• **What this task involves**: Would you set down every entry again, exactly as written?

• **Records shown**:
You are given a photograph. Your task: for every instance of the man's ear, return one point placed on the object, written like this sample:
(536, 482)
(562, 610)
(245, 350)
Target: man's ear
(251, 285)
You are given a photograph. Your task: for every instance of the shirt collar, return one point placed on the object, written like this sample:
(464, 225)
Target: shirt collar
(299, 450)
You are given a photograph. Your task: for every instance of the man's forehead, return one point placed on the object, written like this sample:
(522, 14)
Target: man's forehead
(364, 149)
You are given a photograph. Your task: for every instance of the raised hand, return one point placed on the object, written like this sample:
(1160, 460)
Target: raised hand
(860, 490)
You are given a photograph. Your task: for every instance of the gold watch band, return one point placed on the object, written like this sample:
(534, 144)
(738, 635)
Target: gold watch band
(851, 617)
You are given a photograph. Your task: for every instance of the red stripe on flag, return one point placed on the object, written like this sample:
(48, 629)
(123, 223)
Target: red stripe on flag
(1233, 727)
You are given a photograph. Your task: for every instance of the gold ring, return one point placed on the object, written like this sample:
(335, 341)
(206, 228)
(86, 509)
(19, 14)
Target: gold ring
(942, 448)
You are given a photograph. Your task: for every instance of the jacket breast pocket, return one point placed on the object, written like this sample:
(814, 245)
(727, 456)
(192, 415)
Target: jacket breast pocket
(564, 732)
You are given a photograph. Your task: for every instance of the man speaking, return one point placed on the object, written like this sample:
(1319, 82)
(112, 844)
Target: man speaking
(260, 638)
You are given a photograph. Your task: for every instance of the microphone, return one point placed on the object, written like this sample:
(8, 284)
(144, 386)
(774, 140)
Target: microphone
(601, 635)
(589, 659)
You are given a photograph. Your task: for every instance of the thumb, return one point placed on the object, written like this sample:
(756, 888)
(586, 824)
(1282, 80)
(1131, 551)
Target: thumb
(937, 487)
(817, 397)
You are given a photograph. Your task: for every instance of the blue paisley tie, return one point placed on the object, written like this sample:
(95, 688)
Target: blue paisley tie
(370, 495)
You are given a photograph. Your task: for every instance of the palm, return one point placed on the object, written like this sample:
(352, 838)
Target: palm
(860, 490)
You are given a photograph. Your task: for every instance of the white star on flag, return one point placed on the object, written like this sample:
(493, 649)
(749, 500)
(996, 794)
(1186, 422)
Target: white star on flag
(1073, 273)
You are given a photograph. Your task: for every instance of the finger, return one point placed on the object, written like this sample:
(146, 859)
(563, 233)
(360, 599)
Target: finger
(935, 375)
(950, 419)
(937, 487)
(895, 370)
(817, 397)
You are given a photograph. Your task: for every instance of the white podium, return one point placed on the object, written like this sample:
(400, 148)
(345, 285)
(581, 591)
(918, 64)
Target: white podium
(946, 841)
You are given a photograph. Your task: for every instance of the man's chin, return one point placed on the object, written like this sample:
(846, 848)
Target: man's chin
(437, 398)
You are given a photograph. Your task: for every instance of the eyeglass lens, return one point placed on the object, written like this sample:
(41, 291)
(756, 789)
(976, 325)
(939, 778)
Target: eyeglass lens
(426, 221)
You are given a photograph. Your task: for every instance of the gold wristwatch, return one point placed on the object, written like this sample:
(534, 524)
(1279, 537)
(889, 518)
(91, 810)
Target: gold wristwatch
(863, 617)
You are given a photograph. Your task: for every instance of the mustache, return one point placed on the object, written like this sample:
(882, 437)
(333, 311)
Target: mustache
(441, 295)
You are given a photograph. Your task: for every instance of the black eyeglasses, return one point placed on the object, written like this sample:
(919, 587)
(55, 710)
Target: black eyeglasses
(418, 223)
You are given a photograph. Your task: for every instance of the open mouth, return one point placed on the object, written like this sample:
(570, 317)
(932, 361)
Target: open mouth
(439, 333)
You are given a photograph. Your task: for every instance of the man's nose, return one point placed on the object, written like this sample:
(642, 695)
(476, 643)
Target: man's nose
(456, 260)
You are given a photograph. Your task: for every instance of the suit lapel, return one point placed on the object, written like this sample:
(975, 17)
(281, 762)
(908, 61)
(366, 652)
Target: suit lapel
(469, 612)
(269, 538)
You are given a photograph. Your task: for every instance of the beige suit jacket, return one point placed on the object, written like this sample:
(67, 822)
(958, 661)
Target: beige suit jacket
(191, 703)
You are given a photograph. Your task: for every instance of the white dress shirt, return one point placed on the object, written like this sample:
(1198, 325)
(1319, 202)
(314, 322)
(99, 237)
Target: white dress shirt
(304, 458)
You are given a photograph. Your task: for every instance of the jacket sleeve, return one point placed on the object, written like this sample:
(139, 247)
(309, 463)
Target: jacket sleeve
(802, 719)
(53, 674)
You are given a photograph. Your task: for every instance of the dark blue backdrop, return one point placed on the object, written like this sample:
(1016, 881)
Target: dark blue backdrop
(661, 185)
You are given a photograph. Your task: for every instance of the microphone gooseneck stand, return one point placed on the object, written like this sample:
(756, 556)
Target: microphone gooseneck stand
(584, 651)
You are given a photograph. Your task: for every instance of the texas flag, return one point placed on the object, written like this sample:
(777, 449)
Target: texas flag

• **Solution for this problem**:
You are given a photograph. Your task: for every instance of the man's ear, return one point placed on the object, written like this sample:
(536, 482)
(562, 610)
(245, 350)
Target: man's ear
(251, 285)
You are given a photograph. Your task: for every instance of the shirt collar, return one point placed on the object, written like this sample:
(464, 225)
Target: shirt collar
(299, 450)
You are given a photograph. Your task: for every instance of the man's forehead, return one point placed on the object, written like this sample:
(522, 14)
Target: man's forehead
(364, 149)
You are given a photograph. Your task: for every instance of the raised hand, return one point placed on the object, written like this sample:
(1160, 460)
Target: raised hand
(860, 490)
You are given a photograph. Your task: for every instance of the gold watch band, return one point placed on the object, written like this sample:
(534, 144)
(738, 635)
Target: gold watch band
(851, 617)
You are given a photograph. Your task: for every instance of the red stripe on flag, return one point placed on the object, written like this sample:
(48, 629)
(123, 223)
Target: red stripe on flag
(1233, 727)
You are given a photograph. Your task: for every instance of the gold ring, return one point placed on the object, written like this sample:
(335, 341)
(206, 228)
(86, 509)
(19, 14)
Target: gold ring
(942, 448)
You are given a photograph. Your task: for every instance of the jacket breast pocket, return one point placed on the object, written like this sample:
(814, 245)
(727, 456)
(192, 415)
Target: jacket breast pocket
(564, 732)
You are given a photograph. Your task: for every instance of the man speaking, return one point placed on the object, written like this sample:
(1319, 82)
(112, 844)
Target: man speaking
(260, 638)
You are given a photograph. Your task: for every instance of the microphone, return one point placed on the object, written like this sample:
(8, 284)
(144, 386)
(774, 140)
Target: microphone
(601, 635)
(589, 659)
You are given a photograph. Your task: for every instance of the thumb, return one point placed on the object, written like this sample:
(756, 888)
(586, 824)
(1282, 80)
(1131, 551)
Target: thumb
(937, 487)
(817, 397)
You are given a photograph. Your task: for every instance of the blue paisley tie, return one point placed on the object, written like this sample:
(95, 688)
Target: blue paisley tie
(370, 495)
You are given a photograph. Your task: for every instance of the palm, return one point placed on the object, written like this sample:
(352, 838)
Target: palm
(860, 490)
You are given a photograph. Your task: for every instance of the white star on flag, return one point placed on the object, written like this sample:
(493, 649)
(749, 500)
(996, 794)
(1186, 422)
Target: white star on flag
(1073, 273)
You are given a photograph. Your task: for every instance of the finger, return one point placed on the object, written like this sample:
(146, 859)
(563, 233)
(360, 599)
Target: finger
(935, 375)
(950, 419)
(937, 487)
(895, 370)
(817, 397)
You are given a photograph. Your task: for every instance of the white podium, return one point placed on the object, written like this sample:
(400, 148)
(345, 285)
(581, 591)
(918, 64)
Target: white podium
(946, 841)
You are given a photograph. Your task: for every instance of the man's chin, return one point placed on the object, written like this sample:
(846, 848)
Target: man's chin
(437, 398)
You are given a photograph. Your task: for every instance of the eyeglass lens, return one point placed on the object, written like this sample:
(41, 291)
(756, 789)
(976, 325)
(939, 778)
Target: eyeglass lens
(426, 221)
You are given a photograph. Your task: for every instance of the gold wristwatch, return one point placed on the object, written like this sample:
(534, 524)
(1279, 537)
(889, 518)
(91, 810)
Target: gold wristwatch
(863, 617)
You are given a photograph. Your task: for every instance of the mustache, return one point placed on the object, written like this sample:
(882, 437)
(333, 311)
Target: mustache
(441, 295)
You are given a photograph. Your task: for every instance of the black eyeglasses, return one point placed on the object, written like this sample:
(919, 587)
(55, 710)
Target: black eyeglasses
(418, 223)
You are given a photograph. Your task: for every instance of the open mouth, return one point placed on the object, written like this sample:
(570, 317)
(932, 361)
Target: open mouth
(439, 333)
You are given a photograph. Your task: for every instance of the man's nose, return one point placed on the object, written like this sample:
(642, 695)
(476, 643)
Target: man's nose
(456, 260)
You are given a photograph. Your task: for every instance of the suit lapel, return one point placed on the object, written like this sample:
(975, 17)
(281, 762)
(908, 61)
(366, 652)
Target: suit lapel
(469, 612)
(269, 538)
You are given a photograph. Your task: for every instance of the beige suit jacket, return one point placed on the object, written like this sample:
(67, 822)
(958, 661)
Target: beige suit jacket
(191, 703)
You are given a photograph. Your task: for every instance of the white dress shirt, return one point placed on the object, written like this sample:
(1198, 325)
(1319, 202)
(314, 322)
(99, 237)
Target: white dress shirt
(304, 458)
You are given a photograph. Your task: for every instance of the jacket sleeve, return one point placed on the object, written like this sample:
(139, 247)
(309, 463)
Target: jacket sleeve
(802, 719)
(53, 674)
You are given a photograph. Your task: for every instance of the dark blue backdrop, return one point placed on the object, written like this sample:
(1016, 881)
Target: dark blue backdrop
(661, 185)
You are given a photograph. Your task: for every instance of the microphone gooseneck stand, return one point placed on the object, written like this sample:
(756, 556)
Target: microphone gooseneck stand
(584, 651)
You are given a photograph. Your task: for every instance of the texas flag, return one point placed on the object, written like this sample:
(777, 449)
Target: texas flag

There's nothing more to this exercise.